→ Work to complete
Copy the material below word for word, everything from the line containing "bus wheel arch." down to the end of the material, including both of those lines.

→ Items
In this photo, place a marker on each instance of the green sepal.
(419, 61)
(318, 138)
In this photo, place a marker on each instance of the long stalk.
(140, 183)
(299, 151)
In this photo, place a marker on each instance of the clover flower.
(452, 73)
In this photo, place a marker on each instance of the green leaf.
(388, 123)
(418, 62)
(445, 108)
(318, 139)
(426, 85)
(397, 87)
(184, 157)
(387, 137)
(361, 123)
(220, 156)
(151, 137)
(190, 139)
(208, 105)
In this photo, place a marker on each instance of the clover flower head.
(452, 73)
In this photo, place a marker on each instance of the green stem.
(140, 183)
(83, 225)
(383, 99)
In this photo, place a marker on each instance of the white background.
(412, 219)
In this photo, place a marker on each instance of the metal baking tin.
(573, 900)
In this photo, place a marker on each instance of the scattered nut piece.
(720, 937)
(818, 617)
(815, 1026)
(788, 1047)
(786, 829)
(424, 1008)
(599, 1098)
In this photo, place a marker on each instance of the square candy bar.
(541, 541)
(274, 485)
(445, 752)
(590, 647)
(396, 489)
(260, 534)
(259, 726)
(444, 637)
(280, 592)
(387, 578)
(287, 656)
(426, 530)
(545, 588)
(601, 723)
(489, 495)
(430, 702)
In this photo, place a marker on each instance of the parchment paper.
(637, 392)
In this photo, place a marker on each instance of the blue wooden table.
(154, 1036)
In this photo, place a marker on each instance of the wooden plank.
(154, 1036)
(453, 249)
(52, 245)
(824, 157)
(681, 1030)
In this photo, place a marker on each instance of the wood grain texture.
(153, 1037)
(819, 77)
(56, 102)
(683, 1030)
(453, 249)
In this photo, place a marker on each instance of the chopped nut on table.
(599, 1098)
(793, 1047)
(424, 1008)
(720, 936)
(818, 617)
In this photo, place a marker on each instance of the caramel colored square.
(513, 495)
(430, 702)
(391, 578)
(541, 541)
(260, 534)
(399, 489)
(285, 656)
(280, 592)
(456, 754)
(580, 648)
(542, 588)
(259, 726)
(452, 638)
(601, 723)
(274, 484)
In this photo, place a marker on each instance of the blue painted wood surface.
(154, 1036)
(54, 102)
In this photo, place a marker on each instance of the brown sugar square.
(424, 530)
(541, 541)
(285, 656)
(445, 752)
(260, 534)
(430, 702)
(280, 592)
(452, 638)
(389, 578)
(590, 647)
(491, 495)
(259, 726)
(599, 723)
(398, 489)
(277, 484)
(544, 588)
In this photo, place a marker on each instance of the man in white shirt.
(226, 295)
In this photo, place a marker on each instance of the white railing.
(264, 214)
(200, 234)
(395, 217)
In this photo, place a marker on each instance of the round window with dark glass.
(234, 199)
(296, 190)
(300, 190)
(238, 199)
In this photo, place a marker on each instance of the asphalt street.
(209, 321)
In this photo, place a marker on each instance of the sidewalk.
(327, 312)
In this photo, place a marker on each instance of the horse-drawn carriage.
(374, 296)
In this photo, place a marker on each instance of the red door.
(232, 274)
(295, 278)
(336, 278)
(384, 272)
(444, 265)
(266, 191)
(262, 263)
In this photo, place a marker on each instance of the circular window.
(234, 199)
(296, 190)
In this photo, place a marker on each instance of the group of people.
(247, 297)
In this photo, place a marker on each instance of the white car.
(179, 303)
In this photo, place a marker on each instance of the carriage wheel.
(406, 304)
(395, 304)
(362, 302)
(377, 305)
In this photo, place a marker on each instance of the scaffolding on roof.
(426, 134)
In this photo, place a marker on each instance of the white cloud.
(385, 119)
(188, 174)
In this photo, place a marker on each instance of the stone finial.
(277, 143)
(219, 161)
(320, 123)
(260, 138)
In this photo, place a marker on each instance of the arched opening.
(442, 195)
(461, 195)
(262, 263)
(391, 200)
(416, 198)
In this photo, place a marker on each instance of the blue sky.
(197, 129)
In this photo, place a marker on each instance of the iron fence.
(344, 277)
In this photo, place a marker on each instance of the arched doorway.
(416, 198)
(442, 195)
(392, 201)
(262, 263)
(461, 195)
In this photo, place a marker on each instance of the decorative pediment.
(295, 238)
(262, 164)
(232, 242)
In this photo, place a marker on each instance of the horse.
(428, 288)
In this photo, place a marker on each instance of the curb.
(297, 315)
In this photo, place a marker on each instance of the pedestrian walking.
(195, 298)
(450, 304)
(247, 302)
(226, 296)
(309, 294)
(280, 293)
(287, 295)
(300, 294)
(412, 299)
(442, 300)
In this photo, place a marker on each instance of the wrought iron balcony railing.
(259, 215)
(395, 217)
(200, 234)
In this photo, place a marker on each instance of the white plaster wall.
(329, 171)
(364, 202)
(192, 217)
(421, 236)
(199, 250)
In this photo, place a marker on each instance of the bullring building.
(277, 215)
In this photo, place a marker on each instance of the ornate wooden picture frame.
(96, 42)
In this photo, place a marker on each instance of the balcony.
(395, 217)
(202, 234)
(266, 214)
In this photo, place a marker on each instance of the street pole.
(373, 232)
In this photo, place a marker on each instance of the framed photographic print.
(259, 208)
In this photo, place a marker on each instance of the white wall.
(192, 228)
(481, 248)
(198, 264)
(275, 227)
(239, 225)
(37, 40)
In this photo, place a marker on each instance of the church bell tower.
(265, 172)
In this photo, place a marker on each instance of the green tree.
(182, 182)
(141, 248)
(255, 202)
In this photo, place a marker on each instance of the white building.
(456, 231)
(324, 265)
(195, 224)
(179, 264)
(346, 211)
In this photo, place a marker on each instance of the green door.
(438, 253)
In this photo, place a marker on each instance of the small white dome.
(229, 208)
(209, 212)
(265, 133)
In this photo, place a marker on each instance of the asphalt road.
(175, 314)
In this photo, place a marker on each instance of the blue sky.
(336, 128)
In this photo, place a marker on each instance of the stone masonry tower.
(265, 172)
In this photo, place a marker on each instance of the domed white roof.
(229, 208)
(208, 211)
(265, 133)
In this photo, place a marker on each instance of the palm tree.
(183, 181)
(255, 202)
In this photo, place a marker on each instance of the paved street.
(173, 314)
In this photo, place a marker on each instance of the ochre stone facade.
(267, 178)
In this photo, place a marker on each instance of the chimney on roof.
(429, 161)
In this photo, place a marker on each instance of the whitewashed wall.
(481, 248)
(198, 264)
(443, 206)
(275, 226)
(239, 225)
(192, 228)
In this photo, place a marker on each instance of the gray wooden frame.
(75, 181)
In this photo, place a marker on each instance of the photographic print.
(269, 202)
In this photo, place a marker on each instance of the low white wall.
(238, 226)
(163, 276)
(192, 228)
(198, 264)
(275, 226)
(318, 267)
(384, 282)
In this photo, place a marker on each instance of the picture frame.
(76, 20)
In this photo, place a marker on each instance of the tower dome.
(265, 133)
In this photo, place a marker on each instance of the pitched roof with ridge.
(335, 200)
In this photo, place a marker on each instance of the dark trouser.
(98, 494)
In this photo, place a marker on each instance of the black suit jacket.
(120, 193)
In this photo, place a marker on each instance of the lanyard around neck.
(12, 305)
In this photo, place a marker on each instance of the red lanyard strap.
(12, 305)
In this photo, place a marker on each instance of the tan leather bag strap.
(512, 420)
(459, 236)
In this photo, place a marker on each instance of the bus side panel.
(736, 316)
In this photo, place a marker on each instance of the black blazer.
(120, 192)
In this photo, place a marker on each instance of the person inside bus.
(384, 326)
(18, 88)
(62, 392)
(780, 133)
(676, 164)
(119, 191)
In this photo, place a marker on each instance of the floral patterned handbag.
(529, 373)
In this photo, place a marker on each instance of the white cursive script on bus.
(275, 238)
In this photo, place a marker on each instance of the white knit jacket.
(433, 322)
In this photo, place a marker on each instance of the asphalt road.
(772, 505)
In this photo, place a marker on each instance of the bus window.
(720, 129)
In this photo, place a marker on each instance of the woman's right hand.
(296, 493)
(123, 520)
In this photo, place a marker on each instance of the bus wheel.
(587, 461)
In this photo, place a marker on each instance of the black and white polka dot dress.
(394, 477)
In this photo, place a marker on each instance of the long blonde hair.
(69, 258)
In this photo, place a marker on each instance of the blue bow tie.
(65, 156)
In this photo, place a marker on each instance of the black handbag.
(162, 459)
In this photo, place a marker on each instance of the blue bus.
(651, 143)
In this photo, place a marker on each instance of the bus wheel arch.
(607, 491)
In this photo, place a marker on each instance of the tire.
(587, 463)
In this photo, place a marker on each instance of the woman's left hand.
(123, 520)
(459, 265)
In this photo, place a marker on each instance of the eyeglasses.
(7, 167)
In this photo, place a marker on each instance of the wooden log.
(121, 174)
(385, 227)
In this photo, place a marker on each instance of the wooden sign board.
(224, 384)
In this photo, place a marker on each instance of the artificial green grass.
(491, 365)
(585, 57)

→ Written response
In this photo, place a marker on each instance of the bus wheel arch.
(607, 491)
In this photo, place a marker on each instance of the tire.
(587, 463)
In this photo, place a marker on each instance of the woman's left hand.
(123, 520)
(459, 265)
In this photo, place a marker on each instance of the eyeglasses.
(7, 167)
In this photo, place a marker on each instance of the wooden log.
(121, 174)
(385, 227)
In this photo, place a marker on each instance of the wooden sign board.
(224, 384)
In this photo, place a marker on each instance of the artificial green grass.
(491, 365)
(585, 57)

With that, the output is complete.